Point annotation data
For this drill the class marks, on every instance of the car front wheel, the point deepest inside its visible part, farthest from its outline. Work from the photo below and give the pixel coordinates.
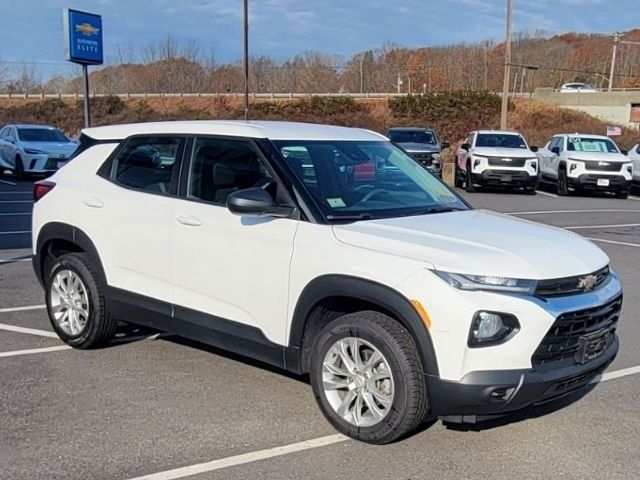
(367, 377)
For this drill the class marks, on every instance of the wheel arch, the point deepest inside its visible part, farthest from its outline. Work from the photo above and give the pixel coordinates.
(356, 294)
(56, 238)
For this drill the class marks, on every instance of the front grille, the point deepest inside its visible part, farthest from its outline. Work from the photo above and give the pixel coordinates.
(570, 285)
(506, 162)
(562, 342)
(603, 166)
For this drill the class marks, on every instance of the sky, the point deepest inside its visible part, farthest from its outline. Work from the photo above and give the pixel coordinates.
(31, 30)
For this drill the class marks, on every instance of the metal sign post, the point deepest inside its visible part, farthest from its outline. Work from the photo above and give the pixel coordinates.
(83, 45)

SHORT PROBLEM: Revise the data above by changing each "For this drill" to "For this exercise" and leaving everything else as it is. Omit the pictures from your answer.

THE SOLUTION:
For this exercise the class marks, on every instance of the car front wheel, the point deepest inside its visible part, farthest from its outline. Work from the photo below and give the pixel coordinates.
(367, 377)
For this exercise the class marks, on every instance of the wheel arch, the point deepest inside its visible part, farthest from its outline. Work from the photo above and give the pixel coordinates.
(356, 294)
(56, 238)
For this exercise the class marks, on every instance of the front grille, the point deepest inside its visible part, farthest from its outline. Work from the photo above and give the pixel coordinates.
(570, 285)
(506, 162)
(562, 342)
(603, 166)
For this exercise the class marks, on every instance of the sky, the point deepest inside its visible part, farthest from its outline. Work from the photo above and give the pixel coordinates.
(31, 30)
For this exercise the class marks, on every instance of the metal sign post, the point deepest inside its visible part, farthest from its outline. Work from the photo above and give the pixel coordinates.
(83, 45)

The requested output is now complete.